[THE TASK]:
Look for the word "wall" in the entries and copy each line where it appears.

[DATA FOR REVIEW]:
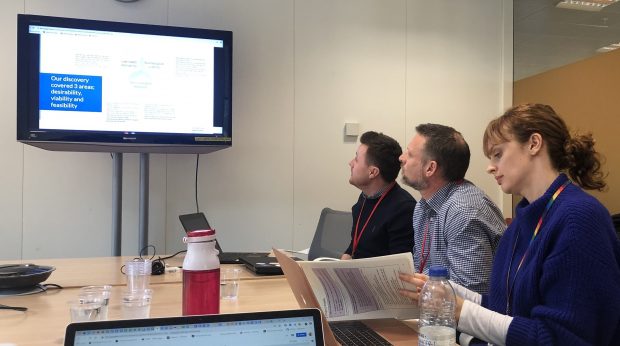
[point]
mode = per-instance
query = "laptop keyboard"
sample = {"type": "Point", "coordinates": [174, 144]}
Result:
{"type": "Point", "coordinates": [353, 333]}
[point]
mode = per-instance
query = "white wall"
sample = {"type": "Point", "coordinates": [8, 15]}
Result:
{"type": "Point", "coordinates": [301, 70]}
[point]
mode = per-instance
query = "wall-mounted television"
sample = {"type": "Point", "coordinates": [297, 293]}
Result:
{"type": "Point", "coordinates": [89, 85]}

[RESPONSE TO THIS TASK]:
query = "white wall"
query = "wall-mounted television"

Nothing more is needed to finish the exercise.